• [Work task]:
Exactly as written, print each record in the listing.
BEGIN Records provided
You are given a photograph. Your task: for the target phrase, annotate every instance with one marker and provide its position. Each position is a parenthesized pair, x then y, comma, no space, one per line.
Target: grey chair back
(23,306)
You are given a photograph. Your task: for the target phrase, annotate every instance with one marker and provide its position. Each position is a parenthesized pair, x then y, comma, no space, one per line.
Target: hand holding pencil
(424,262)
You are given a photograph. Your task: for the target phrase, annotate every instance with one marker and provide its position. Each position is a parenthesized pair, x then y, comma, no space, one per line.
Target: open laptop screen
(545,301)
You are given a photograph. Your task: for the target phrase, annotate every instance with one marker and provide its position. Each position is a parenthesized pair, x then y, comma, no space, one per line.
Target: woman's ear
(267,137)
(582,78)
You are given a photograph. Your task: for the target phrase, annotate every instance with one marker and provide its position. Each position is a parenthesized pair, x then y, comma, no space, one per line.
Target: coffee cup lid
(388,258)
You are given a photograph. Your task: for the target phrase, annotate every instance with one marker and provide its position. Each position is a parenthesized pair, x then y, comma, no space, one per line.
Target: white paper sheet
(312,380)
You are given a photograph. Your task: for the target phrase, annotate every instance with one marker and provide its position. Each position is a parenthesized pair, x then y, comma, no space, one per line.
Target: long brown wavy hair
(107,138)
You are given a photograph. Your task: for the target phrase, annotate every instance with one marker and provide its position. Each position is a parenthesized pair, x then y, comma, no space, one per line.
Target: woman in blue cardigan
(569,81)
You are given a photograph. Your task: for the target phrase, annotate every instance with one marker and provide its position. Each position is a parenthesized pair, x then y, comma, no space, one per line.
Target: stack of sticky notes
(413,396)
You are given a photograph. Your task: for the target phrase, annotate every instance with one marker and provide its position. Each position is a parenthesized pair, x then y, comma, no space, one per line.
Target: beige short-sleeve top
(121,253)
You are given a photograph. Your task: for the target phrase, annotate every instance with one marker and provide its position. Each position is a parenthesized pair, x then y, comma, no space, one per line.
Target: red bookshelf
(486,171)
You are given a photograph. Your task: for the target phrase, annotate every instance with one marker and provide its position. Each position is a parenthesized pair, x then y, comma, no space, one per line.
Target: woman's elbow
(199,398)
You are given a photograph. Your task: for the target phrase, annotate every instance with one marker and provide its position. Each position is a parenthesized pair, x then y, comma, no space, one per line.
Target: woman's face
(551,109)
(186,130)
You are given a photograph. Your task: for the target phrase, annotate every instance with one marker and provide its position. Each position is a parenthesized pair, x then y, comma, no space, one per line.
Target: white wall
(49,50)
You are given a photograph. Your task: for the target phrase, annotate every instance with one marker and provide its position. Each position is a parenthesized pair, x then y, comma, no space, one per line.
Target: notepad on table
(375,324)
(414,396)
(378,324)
END Records provided
• [Result for this task]:
You are given a photograph. Your task: for the target phrase, annotate every instance with one marker and provide its position. Each position is a parenthesized pair, x then y, comma, no space, one per line.
Target: grey chair back
(23,306)
You are given a photograph. Your task: for the target phrase, annotate every instance with one marker and provide its position. Each position is a parenthesized pair, x then y, comma, no space, one per line.
Target: hand holding pencil
(424,262)
You are given a photograph. Your task: for the target phrase, annotate every instance with one marker and provide its position. Each position is a parenthesized pair, x then y, comma, no space, one per line.
Target: open laptop screen
(545,301)
You are given a photograph. Your task: for the target phrase, annotate every instance with one marker and provide its position. Each position is a parenthesized pair, x then y, comma, no space, one per line.
Target: woman's ear
(267,137)
(582,78)
You are given a photograph. Your task: for the target phrase, annotate every instance with one marker and provide its position. Each position is a parenthesized pair, x then y, comma, no space, one per line.
Target: coffee cup lid
(388,258)
You are given a photograph. Your task: for the target phrase, annotate every instance with one marker and provide its position. Each position is a parenthesized pair, x then y, comma, no space, one per line.
Target: white paper sheet
(312,380)
You are given a photograph. Your task: for the target phrase, annotate every instance with one marker and provide its position. Each position is a parenthesized pair, x then y, comma, no space, one per line.
Target: long brown wavy hair
(107,138)
You are given a photograph. Your task: for the target phrase, annotate every instance with one marker and provide its position. Each position is a parenthesized pair, x then y, comma, no space, one per line.
Target: woman in blue cardigan
(569,81)
You are given a photograph. Your task: for the target phrase, annotate every instance with one marker and provide its position. Each position is a parenthesized pair, x then y, comma, no space, one per line.
Target: stack of sticky notes
(413,396)
You are given a photograph. Your task: for the target phrase, annotate every instance with one marker and provide its position. Each position is a parenthesized pair, x then y, comma, no space, one per line.
Target: beige short-sleeve top
(121,253)
You are given a photograph. Your task: for the target phrase, annotate every instance with one marker and provide its position. Each position is a parenthesized pair, x then y, comma, no space, one per line.
Target: red bookshelf
(486,171)
You are given a photograph. Your task: for the target phrase, annotate every instance with one marker and provide its position. Each position is a parenthesized pair, x then y, comma, no space, one per line.
Target: woman's elbow
(199,398)
You are given a photograph. Your task: for the target phrase, annotate every instance with one marker and provide its position. Each position is a parenthesized pair, x then y, comma, no space, one per line.
Target: woman's face
(551,109)
(186,130)
You are given a photograph. Your task: for the target phrase, annotate every instance with one marker and provide its position. Each position is a parenthesized pair, x then y, comma, no space, one per line.
Target: white wall
(49,50)
You are given a photograph. Your task: for the target phrase, annotate every instance with one marker and provide its position. Each position is a parenthesized pair, x then y, comma, no space, one per line.
Target: notepad on table
(375,324)
(414,396)
(378,324)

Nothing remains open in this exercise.